INFORMATION PROVIDED START

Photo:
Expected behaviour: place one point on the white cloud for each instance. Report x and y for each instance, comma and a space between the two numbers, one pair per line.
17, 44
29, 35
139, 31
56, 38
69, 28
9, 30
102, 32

INFORMATION PROVIDED END

### WHAT YOU HAVE TO DO
Print every line of the material above exactly.

### EXERCISE RESPONSE
Photo:
Expected behaviour: place one point on the white cloud for each instance. Report x and y for each instance, comma and a space between the two numbers, one pair per line.
17, 44
29, 35
139, 31
56, 38
69, 28
9, 30
102, 32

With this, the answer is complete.